### Task details
Look in the data below for the line that has "Mark each instance of the distant ice", then print exactly every line from there through the line that has "Mark each instance of the paved", leaving pictures out.

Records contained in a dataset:
Content starts

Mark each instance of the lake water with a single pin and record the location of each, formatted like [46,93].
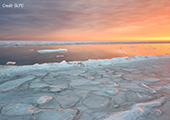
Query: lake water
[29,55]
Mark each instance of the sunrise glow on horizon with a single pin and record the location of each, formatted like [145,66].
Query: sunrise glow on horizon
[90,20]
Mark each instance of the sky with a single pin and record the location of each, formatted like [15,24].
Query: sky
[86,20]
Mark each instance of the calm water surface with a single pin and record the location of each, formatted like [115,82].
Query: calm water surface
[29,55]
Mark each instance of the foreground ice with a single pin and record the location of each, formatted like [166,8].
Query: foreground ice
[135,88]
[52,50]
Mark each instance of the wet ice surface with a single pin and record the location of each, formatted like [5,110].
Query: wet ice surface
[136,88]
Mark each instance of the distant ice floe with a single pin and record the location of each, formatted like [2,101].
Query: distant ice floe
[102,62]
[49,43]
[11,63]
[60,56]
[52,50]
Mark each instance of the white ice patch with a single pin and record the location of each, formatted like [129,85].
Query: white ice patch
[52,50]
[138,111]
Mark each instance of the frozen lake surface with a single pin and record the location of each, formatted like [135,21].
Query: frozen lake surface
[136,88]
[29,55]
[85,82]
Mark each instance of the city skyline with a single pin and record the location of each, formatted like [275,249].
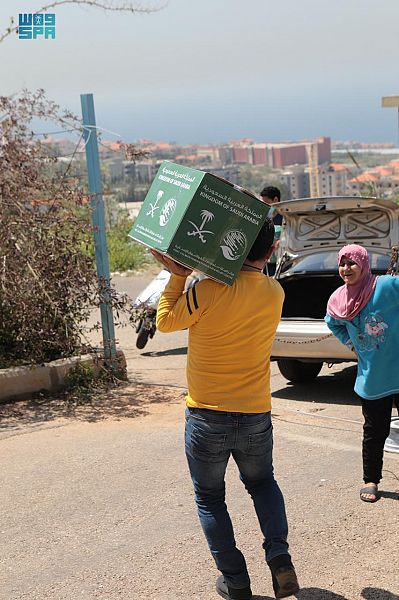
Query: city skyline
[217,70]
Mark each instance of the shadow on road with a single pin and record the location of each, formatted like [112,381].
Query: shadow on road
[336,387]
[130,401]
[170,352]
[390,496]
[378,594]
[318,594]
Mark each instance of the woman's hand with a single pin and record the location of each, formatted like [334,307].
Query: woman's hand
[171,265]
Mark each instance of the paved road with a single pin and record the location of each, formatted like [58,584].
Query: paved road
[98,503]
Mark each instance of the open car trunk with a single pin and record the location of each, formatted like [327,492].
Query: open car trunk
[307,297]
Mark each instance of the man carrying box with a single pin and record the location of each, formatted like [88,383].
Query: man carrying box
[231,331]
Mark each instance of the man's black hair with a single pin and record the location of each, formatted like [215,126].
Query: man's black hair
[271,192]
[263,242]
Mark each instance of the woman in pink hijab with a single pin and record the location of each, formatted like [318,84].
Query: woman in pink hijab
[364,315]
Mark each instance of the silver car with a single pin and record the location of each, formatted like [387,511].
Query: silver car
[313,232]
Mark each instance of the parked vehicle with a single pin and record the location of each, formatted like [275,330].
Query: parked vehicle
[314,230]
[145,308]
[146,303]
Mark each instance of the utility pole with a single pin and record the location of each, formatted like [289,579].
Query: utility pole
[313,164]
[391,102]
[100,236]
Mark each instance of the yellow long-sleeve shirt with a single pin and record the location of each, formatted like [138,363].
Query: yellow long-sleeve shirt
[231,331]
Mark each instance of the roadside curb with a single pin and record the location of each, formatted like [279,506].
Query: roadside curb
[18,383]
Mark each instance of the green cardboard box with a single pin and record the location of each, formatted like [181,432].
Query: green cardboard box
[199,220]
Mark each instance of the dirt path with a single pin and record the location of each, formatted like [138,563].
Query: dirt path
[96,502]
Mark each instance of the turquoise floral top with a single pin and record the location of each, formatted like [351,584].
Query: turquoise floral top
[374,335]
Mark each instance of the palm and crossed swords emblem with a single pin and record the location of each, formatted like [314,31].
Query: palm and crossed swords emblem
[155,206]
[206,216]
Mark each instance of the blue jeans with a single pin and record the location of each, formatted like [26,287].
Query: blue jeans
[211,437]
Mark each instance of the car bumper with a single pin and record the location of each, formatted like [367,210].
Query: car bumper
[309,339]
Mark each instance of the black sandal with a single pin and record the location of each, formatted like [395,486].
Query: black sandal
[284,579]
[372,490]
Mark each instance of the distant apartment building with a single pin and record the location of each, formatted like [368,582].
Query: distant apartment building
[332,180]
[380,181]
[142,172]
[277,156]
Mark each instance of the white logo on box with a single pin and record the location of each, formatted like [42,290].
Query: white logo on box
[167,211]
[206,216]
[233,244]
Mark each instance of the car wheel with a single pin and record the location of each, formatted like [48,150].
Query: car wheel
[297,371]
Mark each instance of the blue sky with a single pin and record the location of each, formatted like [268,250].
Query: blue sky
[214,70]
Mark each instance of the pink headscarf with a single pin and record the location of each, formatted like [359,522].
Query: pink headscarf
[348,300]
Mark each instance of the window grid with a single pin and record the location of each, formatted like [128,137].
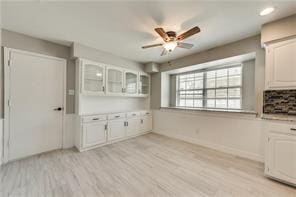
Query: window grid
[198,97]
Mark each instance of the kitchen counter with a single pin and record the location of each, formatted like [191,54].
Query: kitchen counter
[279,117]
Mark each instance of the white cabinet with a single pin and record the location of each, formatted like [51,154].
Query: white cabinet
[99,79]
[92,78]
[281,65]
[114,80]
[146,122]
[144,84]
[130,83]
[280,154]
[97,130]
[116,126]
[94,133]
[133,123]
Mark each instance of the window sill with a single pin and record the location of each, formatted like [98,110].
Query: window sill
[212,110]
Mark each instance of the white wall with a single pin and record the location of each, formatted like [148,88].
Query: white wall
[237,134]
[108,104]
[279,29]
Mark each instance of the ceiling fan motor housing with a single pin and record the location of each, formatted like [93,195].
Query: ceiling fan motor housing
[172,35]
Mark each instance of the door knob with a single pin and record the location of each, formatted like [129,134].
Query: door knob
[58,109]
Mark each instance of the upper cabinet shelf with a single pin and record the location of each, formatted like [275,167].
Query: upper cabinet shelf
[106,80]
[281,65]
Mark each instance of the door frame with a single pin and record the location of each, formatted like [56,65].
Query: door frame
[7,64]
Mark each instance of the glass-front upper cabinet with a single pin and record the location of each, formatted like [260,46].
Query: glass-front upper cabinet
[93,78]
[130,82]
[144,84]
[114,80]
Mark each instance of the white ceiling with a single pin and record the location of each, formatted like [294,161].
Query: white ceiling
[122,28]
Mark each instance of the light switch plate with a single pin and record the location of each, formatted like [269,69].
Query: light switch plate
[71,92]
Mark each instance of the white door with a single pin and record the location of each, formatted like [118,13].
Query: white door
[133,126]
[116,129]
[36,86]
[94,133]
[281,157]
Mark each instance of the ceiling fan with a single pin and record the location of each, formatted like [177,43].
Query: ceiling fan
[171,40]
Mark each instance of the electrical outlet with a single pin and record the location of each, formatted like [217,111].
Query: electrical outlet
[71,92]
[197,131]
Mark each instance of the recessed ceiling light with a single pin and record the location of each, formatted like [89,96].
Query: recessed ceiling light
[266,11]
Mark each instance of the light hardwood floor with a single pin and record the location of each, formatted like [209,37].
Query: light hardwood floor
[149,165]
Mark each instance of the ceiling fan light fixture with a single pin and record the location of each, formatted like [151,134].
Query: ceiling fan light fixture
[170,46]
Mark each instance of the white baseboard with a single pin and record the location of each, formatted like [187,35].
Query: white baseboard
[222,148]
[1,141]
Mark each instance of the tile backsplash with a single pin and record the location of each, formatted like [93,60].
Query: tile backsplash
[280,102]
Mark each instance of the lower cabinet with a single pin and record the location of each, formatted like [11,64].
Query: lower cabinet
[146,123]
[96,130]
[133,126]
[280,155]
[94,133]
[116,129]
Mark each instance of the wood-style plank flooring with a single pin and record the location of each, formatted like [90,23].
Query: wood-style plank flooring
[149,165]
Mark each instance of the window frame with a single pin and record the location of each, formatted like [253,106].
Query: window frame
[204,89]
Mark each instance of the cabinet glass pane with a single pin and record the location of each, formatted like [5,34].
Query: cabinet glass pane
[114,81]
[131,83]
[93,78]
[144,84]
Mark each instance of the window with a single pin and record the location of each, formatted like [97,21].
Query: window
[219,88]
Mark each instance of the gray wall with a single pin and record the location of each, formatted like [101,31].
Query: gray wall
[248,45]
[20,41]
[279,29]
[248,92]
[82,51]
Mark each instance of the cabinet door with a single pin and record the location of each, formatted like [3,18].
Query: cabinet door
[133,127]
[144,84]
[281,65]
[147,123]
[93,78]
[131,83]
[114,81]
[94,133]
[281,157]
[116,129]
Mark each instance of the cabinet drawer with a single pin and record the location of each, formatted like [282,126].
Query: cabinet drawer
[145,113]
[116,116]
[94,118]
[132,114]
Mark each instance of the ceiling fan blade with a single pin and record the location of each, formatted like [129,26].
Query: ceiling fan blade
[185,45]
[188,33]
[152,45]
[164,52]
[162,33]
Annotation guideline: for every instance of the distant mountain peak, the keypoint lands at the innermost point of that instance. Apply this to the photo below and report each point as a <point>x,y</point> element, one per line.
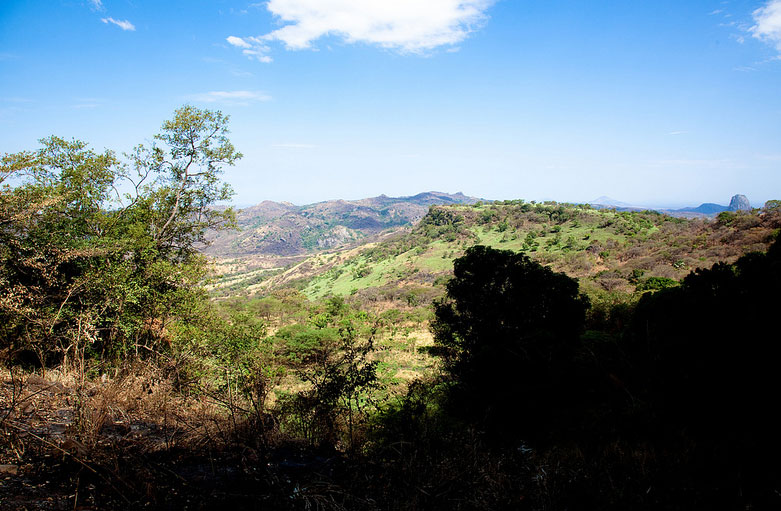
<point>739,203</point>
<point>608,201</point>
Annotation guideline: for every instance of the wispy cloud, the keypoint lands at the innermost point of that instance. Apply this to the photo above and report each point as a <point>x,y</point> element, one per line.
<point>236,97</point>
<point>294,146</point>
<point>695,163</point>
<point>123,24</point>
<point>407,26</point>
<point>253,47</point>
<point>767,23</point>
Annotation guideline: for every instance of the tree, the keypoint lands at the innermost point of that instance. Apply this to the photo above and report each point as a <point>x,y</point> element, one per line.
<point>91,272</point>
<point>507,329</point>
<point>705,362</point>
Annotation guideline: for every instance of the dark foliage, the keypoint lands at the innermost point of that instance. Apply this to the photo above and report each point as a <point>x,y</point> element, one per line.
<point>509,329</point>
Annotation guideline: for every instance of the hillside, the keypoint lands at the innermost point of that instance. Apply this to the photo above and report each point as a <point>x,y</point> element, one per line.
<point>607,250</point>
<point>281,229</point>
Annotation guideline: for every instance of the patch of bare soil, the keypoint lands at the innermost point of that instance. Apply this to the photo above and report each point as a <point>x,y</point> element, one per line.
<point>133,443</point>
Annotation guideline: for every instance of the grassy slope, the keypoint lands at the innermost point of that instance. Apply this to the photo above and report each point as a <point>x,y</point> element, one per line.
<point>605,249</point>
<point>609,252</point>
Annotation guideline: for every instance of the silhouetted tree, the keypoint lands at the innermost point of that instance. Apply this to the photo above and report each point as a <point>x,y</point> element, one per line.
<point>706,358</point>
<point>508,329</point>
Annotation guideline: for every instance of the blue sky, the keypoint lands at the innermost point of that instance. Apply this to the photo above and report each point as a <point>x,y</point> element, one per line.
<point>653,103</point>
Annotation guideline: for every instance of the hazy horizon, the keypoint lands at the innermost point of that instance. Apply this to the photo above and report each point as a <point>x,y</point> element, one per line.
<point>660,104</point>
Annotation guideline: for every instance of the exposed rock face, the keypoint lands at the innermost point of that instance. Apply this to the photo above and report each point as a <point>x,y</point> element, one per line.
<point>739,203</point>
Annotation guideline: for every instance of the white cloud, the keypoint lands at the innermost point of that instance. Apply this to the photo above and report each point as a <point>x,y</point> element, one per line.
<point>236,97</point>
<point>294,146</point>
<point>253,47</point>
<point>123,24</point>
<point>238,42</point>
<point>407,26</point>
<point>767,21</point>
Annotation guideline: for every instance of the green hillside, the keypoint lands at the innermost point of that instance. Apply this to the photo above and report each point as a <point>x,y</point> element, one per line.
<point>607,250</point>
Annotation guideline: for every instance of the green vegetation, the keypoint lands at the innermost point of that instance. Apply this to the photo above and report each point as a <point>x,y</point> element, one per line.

Content ends

### Result for this exercise
Mark each instance of the distant ice floe with a single pin and record the location of each, formatted like [2,101].
Query: distant ice floe
[102,62]
[49,43]
[11,63]
[60,56]
[52,50]
Mark each instance of the white ice patch with a single pin and record the location of each, formatted like [129,85].
Query: white ice patch
[52,50]
[138,111]
Mark each instance of the frozen lake surface with a single pin and record the location of each, formatted like [135,21].
Query: frozen lake surface
[136,88]
[29,55]
[85,82]
Mark each instance of the city skyline with a single pin and record the location of each, formatted like [275,249].
Query: city skyline
[217,70]
Mark each instance of the shadow on road with a single pin and record the location of each, formatted like [112,381].
Query: shadow on road
[336,387]
[130,401]
[170,352]
[390,496]
[378,594]
[318,594]
Mark each instance of the woman's hand with a single pin and record the location of each, formatted like [334,307].
Query: woman's hand
[171,265]
Mark each instance of the paved road with a single pin and record the location of each, formatted like [58,584].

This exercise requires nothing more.